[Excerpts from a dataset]
BEGIN

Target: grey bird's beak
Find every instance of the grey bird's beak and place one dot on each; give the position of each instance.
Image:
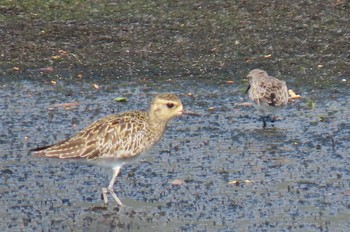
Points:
(191, 113)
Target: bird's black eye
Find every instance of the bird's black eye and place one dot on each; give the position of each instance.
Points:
(170, 105)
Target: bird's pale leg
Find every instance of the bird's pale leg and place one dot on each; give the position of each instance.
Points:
(110, 189)
(264, 121)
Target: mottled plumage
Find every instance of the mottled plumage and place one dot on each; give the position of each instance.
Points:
(117, 139)
(268, 93)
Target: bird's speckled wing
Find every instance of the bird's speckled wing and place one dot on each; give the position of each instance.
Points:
(269, 90)
(115, 136)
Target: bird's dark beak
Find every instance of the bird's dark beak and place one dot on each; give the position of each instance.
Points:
(248, 88)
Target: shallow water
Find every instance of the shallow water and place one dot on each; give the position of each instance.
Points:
(293, 176)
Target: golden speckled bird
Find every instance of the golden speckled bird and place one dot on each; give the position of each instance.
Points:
(268, 93)
(118, 139)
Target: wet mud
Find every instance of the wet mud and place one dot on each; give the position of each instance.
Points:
(219, 172)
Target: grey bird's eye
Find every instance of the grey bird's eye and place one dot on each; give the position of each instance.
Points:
(170, 105)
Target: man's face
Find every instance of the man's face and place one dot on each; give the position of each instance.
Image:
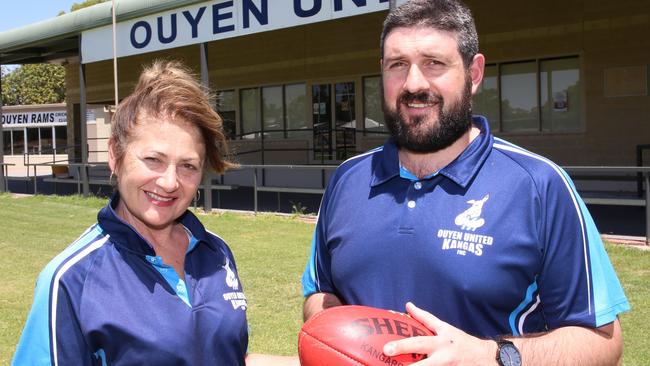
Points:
(426, 89)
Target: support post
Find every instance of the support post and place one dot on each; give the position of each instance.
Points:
(647, 207)
(3, 187)
(83, 130)
(207, 176)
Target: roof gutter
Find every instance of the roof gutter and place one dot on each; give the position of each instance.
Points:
(73, 23)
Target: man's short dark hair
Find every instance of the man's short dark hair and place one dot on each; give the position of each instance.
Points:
(444, 15)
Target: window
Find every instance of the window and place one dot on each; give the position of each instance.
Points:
(6, 139)
(295, 101)
(531, 96)
(519, 97)
(374, 116)
(33, 146)
(486, 99)
(273, 112)
(249, 99)
(61, 139)
(560, 95)
(47, 146)
(226, 106)
(18, 139)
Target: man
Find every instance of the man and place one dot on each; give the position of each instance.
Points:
(492, 241)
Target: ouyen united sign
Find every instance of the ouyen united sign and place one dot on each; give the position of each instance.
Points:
(214, 20)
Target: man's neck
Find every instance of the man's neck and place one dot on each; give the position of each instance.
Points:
(424, 164)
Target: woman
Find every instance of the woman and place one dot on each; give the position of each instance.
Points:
(147, 284)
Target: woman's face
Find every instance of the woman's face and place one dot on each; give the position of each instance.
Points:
(160, 172)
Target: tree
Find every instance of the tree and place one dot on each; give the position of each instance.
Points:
(34, 84)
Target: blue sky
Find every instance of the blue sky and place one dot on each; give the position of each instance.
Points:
(18, 13)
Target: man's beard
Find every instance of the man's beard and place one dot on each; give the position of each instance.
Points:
(449, 127)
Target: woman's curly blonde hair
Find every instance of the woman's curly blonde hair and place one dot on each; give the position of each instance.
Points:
(167, 89)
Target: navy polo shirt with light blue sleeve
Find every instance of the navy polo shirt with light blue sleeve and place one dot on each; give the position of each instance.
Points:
(109, 300)
(498, 242)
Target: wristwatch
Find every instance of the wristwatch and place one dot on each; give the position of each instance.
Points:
(507, 353)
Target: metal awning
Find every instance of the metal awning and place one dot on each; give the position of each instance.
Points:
(57, 39)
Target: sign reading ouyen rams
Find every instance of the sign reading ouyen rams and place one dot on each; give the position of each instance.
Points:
(214, 20)
(34, 118)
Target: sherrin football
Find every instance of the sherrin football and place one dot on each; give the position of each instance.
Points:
(355, 335)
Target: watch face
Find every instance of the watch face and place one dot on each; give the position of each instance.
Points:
(509, 355)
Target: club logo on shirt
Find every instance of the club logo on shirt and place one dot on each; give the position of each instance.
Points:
(471, 218)
(466, 241)
(237, 298)
(231, 278)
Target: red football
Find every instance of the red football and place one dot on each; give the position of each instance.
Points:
(355, 335)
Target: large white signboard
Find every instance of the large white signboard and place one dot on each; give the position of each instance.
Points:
(214, 20)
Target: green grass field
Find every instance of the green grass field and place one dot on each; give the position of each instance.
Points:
(271, 252)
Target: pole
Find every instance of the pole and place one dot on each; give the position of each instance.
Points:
(207, 177)
(115, 57)
(2, 137)
(647, 207)
(82, 124)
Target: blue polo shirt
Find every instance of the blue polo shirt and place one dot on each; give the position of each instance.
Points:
(497, 242)
(109, 300)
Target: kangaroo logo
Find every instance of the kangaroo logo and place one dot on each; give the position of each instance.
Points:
(471, 219)
(231, 278)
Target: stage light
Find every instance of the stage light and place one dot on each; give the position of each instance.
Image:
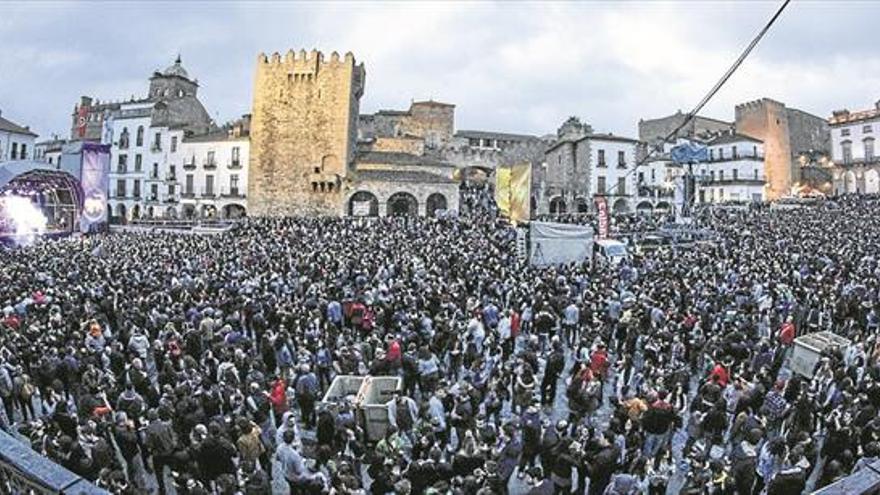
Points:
(29, 221)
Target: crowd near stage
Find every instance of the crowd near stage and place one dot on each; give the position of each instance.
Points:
(433, 355)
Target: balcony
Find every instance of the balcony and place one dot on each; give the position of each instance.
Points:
(233, 193)
(751, 157)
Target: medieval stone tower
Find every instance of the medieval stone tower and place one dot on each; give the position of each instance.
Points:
(303, 132)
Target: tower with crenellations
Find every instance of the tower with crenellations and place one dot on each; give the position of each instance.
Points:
(303, 132)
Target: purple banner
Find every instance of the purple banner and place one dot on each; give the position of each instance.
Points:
(95, 181)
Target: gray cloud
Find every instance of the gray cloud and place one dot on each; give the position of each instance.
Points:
(520, 67)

END

◆ Task item
Check each line of the data above for the word "tree" and say how many lines contain it, giving nothing besides the number.

◆ Solution
2